** Start Selected text **

As more and more people acquire smartphones, many of those who don’t currently have access to the internet will suddenly have it in the palm of their hands. A growing number of people who cannot afford to pay for both mobile phone and broadband internet access pick one device—the phone.

The mobile-mostly user

Mobile was the final front in the access revolution. It has erased the digital divide. A mobile device is the internet for many people.

—Susannah Fox, Pew Research Center

The stories about how mobile computing has changed human behavior often emphasize the developing world. Billions of people will only ever connect to the internet from a mobile phone. That development may seem positive and exciting, but remote. We assume that a “mobile-only” user is as foreign to us as a villager in Africa, in India, in China.

We’re wrong.

A large and growing minority of internet users in the U.S. are mobile only. As of June 2012, 31 percent of Americans who access the internet from a mobile device say that’s the way they always or mostly go online—they rarely or never use a desktop or laptop computer.[4] Most tellingly, people who are less likely to have a broadband connection at home are more likely to rely solely or mostly on their mobile device for internet access:

  • 51 percent of Black Americans
  • 42 percent of Hispanic Americans
  • 43 percent of Americans earning less than $30,000 per year
  • 39 percent of Americans with a high school or lower education

Even some populations who do have access to a broadband connection and a full-size computer prefer to browse the internet on their phones. Do you want to communicate with people in the coveted 18–29 demographic? Good luck pulling them away from their smartphones. A whopping 45 percent say most of their internet browsing is on their phones.

By 2015, more Americans will access the internet through mobile devices than through desktop computers, according to a prediction by International Data Corporation. Some of these people may still have access to the desktop web, but, for reasons of context, ease, or sheer laziness, will choose their mobile first. For others, there will be no other way to view your content.

For this growing population, if your content doesn’t exist on the mobile screen, it doesn’t exist at all.

It’s never too early for content strategy

Will your organization be ready? Are you moving right now to develop a content strategy for mobile?

Or are you telling yourself that mobile is a blip, a grace note, a mere satellite to the larger desktop website? Do you think that offering a full set of content on mobile is a “nice-to-have,” something to think about only after investing in yet another redesign of the “real” website?

Delivering content on mobile isn’t an afterthought. It’s a requirement. It isn’t a luxury. It’s a necessity.

Think of any piece of information people may want to access on the internet. They will need to access it on a device that isn’t a desktop computer. Do people want to look it up? They’ll want to look it up on mobile. Do people need to search for it? They’ll want to search for it on mobile. Do people want to read it, deeply and fully? They’ll expect to read it on mobile. Do they need to fill it out, document it, and enter it into the system? They’ll need to do it on mobile.

This goes double for any organization that needs to reach people outside mainstream desktop users. Government agencies have a civic responsibility to deliver content to all citizens, which means providing it to them on mobile. Organizations seeking to deliver public health messages to the most at-risk populations won’t reach them—unless that content is available on mobile. Are you an equal-opportunity employer? Not unless you’re delivering your content where African American and Hispanic users can find it. You can’t assume all people in these groups will take the extra step to go find your desktop website.

You need to bring it to where they are. Which is mobile.

** End Selected text **
** Start Items **

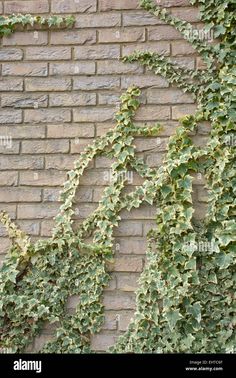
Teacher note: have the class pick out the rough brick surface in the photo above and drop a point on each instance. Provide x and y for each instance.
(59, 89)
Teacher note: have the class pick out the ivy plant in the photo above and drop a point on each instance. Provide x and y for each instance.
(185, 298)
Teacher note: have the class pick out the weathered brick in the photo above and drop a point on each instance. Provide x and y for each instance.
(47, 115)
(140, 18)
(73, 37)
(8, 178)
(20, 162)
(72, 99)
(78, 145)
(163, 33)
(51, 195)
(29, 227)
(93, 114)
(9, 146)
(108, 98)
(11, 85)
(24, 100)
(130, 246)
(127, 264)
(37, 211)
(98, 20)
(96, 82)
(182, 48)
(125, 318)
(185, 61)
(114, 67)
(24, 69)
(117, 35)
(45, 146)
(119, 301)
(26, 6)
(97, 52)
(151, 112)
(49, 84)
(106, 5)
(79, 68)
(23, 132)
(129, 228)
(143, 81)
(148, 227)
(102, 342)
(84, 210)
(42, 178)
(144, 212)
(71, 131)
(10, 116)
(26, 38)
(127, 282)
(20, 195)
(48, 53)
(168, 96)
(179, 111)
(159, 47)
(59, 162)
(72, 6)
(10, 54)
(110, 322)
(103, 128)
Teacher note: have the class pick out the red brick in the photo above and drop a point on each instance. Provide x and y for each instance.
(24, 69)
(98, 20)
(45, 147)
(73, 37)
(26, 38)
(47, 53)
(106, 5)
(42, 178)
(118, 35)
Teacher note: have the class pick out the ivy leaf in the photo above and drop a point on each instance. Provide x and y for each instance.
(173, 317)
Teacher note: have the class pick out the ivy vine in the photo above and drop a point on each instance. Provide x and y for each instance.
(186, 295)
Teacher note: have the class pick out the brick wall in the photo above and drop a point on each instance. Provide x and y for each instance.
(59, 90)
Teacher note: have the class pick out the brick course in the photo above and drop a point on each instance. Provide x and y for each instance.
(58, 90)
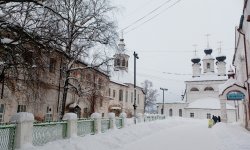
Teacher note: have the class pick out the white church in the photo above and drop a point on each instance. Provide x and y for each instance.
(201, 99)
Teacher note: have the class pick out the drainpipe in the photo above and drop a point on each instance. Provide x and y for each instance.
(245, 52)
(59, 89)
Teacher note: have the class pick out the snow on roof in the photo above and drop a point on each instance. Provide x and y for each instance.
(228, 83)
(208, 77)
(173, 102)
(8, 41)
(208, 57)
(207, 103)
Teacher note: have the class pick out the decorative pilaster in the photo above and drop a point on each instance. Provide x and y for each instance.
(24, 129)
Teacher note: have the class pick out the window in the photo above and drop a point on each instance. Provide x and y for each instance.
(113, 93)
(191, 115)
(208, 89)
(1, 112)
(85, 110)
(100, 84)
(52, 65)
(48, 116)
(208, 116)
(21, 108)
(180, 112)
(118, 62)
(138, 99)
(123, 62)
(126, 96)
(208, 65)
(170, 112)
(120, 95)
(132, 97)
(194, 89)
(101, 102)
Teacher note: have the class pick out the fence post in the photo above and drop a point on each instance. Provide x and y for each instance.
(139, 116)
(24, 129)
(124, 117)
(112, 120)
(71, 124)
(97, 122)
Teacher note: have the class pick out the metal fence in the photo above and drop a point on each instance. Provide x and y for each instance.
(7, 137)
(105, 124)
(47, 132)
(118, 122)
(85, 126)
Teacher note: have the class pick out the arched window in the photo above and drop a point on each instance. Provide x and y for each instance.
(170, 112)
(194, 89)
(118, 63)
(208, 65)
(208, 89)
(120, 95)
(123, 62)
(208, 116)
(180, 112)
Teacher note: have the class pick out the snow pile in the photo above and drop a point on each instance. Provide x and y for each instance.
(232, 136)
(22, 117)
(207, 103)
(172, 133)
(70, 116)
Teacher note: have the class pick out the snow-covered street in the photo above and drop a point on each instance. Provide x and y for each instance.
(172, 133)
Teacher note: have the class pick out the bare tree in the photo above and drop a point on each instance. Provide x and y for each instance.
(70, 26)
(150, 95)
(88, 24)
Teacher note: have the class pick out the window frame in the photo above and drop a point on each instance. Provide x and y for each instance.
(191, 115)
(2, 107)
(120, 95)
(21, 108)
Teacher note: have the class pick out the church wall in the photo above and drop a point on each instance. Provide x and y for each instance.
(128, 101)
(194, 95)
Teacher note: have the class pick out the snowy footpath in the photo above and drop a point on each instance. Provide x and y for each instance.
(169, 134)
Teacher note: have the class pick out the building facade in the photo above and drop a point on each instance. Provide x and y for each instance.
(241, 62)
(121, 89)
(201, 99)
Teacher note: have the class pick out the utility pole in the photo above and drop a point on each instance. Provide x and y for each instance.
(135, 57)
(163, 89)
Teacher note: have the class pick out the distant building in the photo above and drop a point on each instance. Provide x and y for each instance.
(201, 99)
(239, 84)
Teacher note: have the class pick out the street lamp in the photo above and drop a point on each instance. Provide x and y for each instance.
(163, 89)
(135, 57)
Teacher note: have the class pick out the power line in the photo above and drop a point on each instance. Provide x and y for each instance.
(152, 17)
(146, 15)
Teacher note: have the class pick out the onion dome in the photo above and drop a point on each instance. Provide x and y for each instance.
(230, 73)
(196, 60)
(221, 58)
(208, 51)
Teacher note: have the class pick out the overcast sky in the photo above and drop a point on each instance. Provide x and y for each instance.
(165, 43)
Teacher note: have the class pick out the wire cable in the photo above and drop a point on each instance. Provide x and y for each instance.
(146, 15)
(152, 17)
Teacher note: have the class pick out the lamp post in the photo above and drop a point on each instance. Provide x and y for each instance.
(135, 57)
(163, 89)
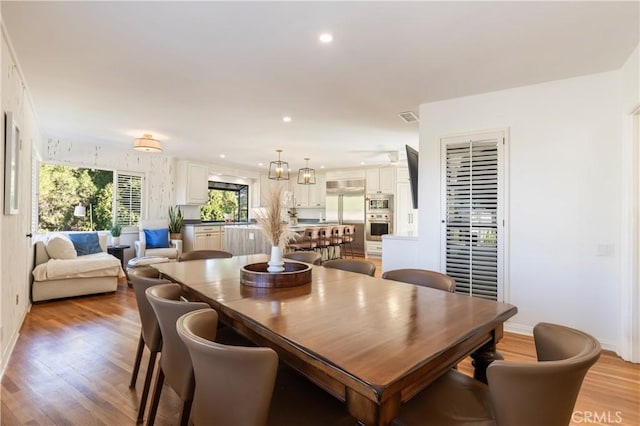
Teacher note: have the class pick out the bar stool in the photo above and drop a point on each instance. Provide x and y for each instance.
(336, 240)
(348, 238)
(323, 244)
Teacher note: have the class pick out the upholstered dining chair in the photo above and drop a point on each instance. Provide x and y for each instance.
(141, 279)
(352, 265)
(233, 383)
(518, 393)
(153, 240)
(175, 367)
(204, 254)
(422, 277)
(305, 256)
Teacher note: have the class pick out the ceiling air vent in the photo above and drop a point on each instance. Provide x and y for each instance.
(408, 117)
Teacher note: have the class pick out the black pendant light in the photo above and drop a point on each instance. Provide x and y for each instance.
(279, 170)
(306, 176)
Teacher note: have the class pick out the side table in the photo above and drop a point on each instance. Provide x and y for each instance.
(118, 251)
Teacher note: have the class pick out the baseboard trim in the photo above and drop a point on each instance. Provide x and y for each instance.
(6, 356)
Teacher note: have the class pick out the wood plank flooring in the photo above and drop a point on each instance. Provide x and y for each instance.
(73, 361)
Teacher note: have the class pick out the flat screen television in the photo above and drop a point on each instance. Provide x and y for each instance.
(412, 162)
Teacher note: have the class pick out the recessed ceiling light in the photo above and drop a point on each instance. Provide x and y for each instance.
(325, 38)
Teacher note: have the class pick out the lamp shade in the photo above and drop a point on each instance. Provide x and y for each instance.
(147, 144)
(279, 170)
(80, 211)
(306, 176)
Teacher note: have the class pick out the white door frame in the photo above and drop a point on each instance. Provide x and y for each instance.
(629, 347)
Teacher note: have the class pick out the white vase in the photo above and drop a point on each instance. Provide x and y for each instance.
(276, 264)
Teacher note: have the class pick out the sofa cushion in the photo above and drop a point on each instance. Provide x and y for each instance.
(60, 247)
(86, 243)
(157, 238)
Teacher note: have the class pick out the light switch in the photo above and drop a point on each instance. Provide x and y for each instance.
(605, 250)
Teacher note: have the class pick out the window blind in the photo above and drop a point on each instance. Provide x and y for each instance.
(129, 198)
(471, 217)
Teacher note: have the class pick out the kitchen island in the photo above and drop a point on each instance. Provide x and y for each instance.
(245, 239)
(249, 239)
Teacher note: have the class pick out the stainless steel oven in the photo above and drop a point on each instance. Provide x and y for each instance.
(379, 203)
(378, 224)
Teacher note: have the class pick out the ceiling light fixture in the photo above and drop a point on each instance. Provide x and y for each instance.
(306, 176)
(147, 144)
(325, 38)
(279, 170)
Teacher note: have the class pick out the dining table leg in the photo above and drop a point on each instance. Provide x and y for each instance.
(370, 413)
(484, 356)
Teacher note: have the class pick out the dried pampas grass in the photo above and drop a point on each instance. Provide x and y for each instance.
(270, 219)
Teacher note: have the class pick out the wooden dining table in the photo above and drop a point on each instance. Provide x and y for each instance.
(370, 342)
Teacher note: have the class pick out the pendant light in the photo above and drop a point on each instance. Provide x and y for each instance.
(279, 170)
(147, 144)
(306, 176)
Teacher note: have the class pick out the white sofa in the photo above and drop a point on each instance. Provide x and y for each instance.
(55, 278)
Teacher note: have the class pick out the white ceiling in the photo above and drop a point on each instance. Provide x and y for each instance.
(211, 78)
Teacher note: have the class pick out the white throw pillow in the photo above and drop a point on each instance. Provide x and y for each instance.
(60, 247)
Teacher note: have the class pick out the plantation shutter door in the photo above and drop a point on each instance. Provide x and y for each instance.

** End Items **

Tasks:
1/ In the text about mobile internet use, what share of Americans aged 18–29 say most of their internet browsing is on their phones?
2/ Copy the passage of the text about mobile internet use from "The mobile-mostly user" up to and including "for many people.", changing "digital divide" to "access gap".
3/ In the text about mobile internet use, condense the paragraph beginning "This goes double" into a bulleted list that keeps its main facts.
The lines have nothing to do with the work on the text about mobile internet use.

Outputs:
1/ 45 percent

2/
The mobile-mostly user

Mobile was the final front in the access revolution. It has erased the access gap. A mobile device is the internet for many people.

3/
- The need for mobile content is even greater for organizations that must reach people outside mainstream desktop users.
- Government agencies have a civic duty to deliver content to all citizens, which means offering it on mobile.
- Public health messages won't reach the most at-risk populations unless they are available on mobile.
- An equal-opportunity employer must deliver content where African American and Hispanic users can find it.
- You can't assume everyone in these groups will take the extra step of finding your desktop website.